The answer must consist of every line in the records that contains the word "face".

*** Opening of Records provided ***

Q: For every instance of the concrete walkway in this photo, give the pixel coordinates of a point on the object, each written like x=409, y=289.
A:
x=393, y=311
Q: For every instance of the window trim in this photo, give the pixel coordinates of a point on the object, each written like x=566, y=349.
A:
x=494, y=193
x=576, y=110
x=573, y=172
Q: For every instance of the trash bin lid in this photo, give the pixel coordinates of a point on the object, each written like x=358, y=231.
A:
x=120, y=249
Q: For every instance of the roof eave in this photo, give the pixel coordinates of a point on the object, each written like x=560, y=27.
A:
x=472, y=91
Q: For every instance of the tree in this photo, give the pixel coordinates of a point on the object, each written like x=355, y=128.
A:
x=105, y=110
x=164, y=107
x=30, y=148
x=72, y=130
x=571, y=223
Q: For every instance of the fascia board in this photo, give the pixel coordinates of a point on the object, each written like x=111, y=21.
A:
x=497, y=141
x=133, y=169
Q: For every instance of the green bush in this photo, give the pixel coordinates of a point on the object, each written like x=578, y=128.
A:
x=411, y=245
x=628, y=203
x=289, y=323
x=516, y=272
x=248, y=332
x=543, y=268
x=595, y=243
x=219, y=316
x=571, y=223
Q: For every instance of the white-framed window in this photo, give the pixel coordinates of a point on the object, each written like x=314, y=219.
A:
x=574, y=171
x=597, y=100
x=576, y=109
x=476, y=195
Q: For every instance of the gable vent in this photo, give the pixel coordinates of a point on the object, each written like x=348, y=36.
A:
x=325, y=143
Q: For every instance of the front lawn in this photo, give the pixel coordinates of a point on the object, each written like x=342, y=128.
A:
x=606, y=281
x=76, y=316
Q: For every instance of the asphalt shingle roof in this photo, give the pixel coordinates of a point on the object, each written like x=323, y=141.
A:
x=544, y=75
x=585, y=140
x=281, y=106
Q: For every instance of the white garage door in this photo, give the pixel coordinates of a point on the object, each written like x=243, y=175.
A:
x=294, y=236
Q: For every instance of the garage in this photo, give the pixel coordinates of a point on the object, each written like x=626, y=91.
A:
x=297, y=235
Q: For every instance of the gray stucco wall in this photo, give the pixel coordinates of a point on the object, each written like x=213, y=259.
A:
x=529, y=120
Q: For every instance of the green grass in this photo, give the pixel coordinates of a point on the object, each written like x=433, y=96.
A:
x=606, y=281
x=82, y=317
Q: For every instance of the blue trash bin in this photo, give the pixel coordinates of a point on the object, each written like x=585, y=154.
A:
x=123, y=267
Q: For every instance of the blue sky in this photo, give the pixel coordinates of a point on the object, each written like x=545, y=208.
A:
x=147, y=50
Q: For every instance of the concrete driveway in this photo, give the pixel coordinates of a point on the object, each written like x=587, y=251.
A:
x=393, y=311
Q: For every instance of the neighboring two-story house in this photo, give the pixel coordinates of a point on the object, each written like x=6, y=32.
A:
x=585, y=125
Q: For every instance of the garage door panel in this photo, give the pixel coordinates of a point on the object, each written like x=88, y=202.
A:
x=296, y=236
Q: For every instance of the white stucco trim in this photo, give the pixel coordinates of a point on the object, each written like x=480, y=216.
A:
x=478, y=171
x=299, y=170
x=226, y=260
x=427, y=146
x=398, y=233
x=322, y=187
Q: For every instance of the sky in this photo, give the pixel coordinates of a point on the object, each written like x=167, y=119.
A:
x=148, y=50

*** Close of Records provided ***
*** Opening of Records provided ***

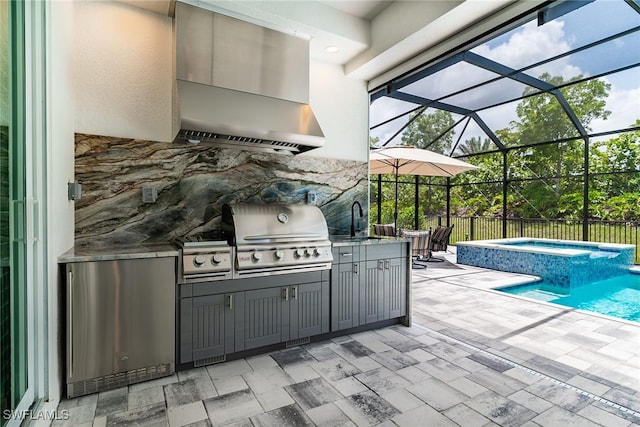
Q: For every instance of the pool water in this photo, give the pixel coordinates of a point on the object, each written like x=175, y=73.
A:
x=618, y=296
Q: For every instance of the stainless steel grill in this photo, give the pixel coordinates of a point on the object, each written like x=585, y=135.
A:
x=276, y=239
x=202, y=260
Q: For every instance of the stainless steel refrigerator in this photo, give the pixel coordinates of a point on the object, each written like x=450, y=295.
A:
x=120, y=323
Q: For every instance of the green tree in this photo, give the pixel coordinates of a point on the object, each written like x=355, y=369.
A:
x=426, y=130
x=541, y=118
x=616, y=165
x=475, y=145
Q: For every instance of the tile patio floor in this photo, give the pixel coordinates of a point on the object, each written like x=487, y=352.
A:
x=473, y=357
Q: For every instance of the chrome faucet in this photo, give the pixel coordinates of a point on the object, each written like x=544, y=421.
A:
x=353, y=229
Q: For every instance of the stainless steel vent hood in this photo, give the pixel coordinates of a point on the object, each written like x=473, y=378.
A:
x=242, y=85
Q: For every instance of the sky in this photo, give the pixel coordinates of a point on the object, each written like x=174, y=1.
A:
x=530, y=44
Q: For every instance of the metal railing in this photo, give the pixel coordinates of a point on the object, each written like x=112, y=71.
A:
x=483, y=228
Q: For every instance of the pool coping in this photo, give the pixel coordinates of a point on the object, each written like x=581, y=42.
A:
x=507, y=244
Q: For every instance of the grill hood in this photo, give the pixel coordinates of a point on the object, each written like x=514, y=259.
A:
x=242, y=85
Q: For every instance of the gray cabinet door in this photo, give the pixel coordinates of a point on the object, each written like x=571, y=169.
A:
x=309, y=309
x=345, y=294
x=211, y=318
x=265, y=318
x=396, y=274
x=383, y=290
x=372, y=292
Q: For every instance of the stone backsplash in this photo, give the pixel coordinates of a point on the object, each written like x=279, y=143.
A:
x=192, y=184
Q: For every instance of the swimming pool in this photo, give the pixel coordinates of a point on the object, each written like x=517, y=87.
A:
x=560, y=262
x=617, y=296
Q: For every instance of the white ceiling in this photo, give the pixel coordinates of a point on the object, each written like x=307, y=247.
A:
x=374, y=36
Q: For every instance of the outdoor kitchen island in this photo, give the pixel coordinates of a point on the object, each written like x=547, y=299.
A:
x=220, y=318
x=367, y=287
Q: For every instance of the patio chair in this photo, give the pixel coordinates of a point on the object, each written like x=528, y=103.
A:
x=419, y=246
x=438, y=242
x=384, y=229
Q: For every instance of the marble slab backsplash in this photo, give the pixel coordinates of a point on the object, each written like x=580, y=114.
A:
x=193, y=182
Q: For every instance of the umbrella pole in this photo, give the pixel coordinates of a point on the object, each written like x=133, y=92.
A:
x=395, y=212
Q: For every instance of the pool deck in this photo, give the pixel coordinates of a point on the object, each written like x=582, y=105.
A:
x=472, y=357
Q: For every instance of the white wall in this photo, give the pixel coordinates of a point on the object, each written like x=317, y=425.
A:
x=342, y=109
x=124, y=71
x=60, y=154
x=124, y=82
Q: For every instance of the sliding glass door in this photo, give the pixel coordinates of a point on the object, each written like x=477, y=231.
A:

*** Close of Records provided ***
*** Opening of Records provided ***

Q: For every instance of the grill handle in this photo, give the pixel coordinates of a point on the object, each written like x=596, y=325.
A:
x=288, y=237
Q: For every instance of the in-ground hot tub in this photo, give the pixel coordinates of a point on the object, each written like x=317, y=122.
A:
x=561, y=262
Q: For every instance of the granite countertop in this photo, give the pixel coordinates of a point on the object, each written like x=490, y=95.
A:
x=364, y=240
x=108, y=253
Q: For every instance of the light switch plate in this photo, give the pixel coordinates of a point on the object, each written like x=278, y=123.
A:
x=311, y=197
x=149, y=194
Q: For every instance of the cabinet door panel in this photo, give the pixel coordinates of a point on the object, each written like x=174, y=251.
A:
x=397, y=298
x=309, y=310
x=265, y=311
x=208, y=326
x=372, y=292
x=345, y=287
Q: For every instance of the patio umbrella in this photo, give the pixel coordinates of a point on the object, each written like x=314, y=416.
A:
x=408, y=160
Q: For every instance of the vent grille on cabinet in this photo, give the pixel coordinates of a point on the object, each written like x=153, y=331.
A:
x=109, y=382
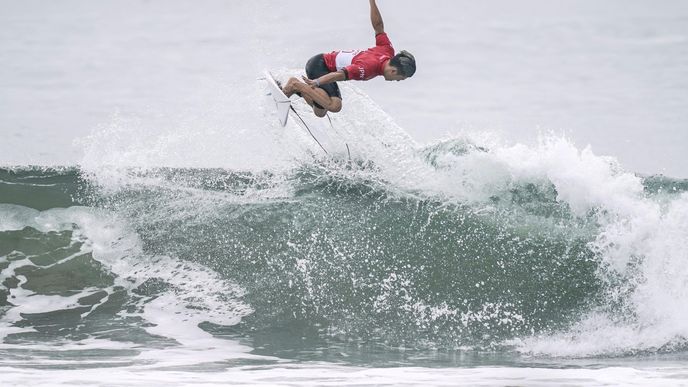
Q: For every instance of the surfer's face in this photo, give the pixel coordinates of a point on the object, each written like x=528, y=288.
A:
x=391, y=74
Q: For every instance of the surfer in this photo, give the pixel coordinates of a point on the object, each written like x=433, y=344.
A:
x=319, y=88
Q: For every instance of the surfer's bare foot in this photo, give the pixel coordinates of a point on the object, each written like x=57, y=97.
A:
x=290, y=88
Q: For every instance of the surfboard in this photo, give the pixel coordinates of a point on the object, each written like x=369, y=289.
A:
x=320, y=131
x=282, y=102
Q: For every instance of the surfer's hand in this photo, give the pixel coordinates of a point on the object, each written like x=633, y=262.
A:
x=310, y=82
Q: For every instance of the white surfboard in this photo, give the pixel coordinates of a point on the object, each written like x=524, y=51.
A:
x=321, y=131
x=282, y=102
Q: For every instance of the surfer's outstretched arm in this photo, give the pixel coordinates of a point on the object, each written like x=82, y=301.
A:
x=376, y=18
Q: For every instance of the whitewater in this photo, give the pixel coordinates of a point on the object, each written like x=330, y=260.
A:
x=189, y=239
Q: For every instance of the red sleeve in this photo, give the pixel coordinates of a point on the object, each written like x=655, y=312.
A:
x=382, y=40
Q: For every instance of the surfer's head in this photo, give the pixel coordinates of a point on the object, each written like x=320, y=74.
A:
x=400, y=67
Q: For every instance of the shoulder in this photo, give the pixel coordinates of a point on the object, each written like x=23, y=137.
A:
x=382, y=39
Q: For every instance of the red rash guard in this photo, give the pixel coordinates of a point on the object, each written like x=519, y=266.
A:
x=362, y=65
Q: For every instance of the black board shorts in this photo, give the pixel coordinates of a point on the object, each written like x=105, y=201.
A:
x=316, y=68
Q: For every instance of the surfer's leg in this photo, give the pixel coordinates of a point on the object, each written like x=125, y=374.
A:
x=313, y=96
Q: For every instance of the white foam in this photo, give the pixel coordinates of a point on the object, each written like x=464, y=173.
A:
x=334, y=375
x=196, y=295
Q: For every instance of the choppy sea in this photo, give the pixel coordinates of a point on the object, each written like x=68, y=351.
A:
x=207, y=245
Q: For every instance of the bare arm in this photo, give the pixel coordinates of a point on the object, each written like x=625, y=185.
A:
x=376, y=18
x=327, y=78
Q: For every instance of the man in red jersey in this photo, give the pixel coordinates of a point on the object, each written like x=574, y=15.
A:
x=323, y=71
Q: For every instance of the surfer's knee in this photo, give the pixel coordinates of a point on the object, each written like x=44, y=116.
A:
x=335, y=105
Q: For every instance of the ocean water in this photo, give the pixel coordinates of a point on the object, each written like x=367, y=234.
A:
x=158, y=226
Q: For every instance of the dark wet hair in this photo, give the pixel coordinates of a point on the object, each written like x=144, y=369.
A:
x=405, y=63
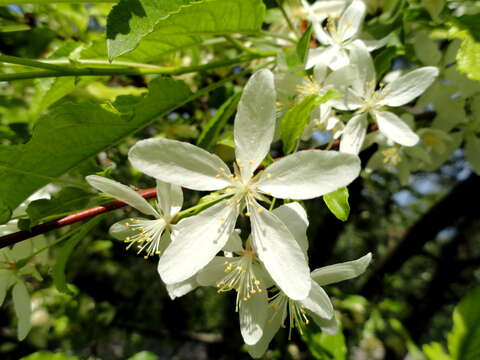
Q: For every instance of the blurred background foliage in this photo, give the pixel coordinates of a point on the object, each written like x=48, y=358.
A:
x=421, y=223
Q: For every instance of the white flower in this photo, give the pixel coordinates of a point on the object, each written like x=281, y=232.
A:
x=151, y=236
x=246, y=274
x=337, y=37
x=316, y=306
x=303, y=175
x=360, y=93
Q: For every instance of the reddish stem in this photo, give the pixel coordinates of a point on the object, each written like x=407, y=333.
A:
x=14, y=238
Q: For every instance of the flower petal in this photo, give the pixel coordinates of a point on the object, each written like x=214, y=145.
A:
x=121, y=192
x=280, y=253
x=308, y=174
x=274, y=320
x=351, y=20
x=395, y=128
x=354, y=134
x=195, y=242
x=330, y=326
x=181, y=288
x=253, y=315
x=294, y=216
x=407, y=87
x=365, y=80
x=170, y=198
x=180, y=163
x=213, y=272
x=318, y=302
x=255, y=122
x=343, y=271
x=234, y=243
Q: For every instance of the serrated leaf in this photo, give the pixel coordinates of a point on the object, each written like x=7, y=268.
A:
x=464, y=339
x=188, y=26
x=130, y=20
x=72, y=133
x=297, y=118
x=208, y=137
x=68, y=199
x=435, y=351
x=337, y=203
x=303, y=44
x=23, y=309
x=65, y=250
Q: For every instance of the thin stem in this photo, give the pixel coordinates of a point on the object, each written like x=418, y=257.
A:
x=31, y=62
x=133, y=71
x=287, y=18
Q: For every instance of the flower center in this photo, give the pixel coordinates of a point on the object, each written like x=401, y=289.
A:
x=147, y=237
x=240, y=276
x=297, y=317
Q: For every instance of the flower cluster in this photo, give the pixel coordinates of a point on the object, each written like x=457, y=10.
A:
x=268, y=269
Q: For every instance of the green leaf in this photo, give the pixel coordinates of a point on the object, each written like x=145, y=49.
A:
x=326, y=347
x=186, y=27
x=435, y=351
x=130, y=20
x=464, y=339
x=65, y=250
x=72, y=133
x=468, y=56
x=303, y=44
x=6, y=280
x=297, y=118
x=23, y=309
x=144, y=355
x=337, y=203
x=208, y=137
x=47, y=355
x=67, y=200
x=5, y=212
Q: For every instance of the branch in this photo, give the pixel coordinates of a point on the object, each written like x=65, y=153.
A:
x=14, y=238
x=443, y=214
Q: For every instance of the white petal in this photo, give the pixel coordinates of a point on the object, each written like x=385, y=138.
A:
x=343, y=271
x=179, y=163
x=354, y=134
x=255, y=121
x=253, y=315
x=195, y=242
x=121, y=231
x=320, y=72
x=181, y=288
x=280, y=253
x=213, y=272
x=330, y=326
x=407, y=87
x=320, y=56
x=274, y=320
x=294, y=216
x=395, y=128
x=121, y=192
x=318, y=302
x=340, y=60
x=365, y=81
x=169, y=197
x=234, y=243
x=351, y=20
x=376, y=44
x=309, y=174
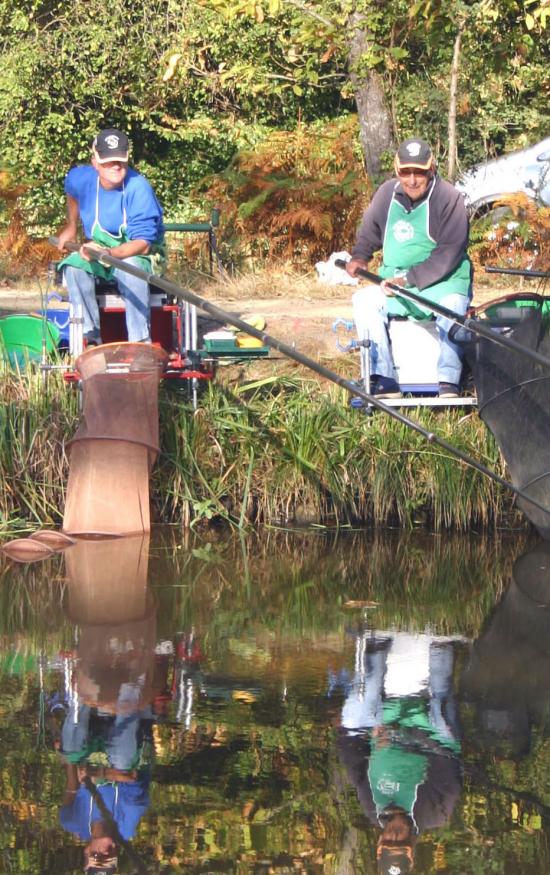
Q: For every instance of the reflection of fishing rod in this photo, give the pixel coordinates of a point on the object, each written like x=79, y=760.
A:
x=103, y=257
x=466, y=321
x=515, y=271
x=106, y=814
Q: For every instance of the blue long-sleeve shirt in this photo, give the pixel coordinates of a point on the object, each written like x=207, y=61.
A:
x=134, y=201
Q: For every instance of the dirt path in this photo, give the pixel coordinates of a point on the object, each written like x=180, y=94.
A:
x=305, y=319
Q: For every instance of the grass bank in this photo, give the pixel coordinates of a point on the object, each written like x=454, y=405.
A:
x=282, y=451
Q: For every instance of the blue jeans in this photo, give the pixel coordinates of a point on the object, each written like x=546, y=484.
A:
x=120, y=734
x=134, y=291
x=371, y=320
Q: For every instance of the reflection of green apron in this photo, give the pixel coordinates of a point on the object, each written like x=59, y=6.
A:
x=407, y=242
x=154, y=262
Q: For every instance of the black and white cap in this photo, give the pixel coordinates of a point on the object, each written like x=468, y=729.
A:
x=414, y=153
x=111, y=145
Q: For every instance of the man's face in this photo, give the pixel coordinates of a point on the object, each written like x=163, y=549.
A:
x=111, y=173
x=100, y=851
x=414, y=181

*** Close of Records provided ***

### Finished exercise
Q: For every instance of the surfer's face in this photo, give the pixel coordinates of a point on the object, each written like x=528, y=288.
Q: For every instance of the man's face in this photo, give the pixel coordinates of a point on the object, each written like x=163, y=549.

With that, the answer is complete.